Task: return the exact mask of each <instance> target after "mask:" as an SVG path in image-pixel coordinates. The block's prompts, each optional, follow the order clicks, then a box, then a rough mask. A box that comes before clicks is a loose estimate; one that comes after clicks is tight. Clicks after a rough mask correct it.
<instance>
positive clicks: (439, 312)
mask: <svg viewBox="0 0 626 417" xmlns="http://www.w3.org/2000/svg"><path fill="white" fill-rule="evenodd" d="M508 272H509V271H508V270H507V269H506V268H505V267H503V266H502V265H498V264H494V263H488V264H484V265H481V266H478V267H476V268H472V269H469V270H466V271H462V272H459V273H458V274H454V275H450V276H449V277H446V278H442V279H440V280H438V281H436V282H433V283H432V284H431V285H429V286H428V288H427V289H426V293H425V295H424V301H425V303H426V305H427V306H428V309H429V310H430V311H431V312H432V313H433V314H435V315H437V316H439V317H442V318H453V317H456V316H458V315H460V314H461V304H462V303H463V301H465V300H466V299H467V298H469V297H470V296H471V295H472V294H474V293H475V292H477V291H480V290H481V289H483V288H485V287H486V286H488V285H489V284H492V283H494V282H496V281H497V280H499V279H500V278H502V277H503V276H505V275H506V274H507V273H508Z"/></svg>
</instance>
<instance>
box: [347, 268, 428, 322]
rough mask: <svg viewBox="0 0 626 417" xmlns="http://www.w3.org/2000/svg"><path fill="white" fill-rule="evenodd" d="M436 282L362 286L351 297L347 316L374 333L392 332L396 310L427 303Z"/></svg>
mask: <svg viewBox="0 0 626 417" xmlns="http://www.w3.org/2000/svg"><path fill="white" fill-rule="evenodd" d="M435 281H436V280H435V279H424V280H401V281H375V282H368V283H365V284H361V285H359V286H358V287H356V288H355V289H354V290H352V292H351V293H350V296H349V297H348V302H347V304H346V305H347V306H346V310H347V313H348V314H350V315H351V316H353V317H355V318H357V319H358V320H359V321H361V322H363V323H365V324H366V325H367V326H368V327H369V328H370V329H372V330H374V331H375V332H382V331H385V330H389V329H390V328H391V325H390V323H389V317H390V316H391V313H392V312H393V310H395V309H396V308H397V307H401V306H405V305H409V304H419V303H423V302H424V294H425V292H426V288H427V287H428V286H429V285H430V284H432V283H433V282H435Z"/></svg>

______________________________

◆ WHAT IS BEING ASKED ◆
Change every occurrence of "rough mask" in the records above to "coarse mask" and reproduce the records with everything else left unaltered.

◆ FINISHED TASK ◆
Task: return the exact mask of each <instance> target after "mask:" as an SVG path in image-pixel coordinates. The block's prompts, each optional, follow the order clicks, then a box, then a coarse mask. A box that comes before clicks is a loose estimate; one that comes after clicks is tight. Clicks after a coarse mask correct it.
<instance>
positive clicks: (439, 312)
mask: <svg viewBox="0 0 626 417" xmlns="http://www.w3.org/2000/svg"><path fill="white" fill-rule="evenodd" d="M508 272H509V271H508V270H507V269H506V268H505V267H503V266H502V265H498V264H494V263H488V264H484V265H481V266H478V267H476V268H472V269H469V270H466V271H462V272H459V273H458V274H454V275H450V276H449V277H446V278H442V279H440V280H438V281H436V282H433V283H432V284H431V285H429V286H428V288H427V289H426V293H425V295H424V301H425V303H426V305H427V306H428V309H429V310H430V311H431V312H432V313H433V314H435V315H437V316H439V317H442V318H453V317H456V316H458V315H460V314H461V304H462V303H463V301H465V300H466V299H467V298H469V297H470V296H471V295H472V294H474V293H475V292H477V291H480V290H481V289H483V288H485V287H486V286H488V285H489V284H492V283H494V282H496V281H497V280H499V279H500V278H502V277H503V276H505V275H506V274H507V273H508Z"/></svg>
</instance>
<instance>
box: [347, 268, 428, 322]
coarse mask: <svg viewBox="0 0 626 417" xmlns="http://www.w3.org/2000/svg"><path fill="white" fill-rule="evenodd" d="M436 282L362 286L351 297L347 316L374 333L392 332L396 310L427 303Z"/></svg>
mask: <svg viewBox="0 0 626 417" xmlns="http://www.w3.org/2000/svg"><path fill="white" fill-rule="evenodd" d="M435 281H436V280H435V279H424V280H401V281H375V282H368V283H365V284H361V285H359V286H358V287H356V288H355V289H354V290H352V292H351V293H350V296H349V297H348V302H347V304H346V305H347V306H346V310H347V313H348V314H350V315H351V316H353V317H355V318H357V319H358V320H359V321H361V322H363V323H365V324H366V325H367V326H368V327H369V328H370V329H372V330H374V331H375V332H382V331H385V330H389V329H390V328H391V325H390V323H389V317H390V316H391V313H392V312H393V310H395V309H396V308H397V307H401V306H405V305H409V304H419V303H423V302H424V294H425V292H426V288H427V287H428V286H429V285H430V284H432V283H433V282H435Z"/></svg>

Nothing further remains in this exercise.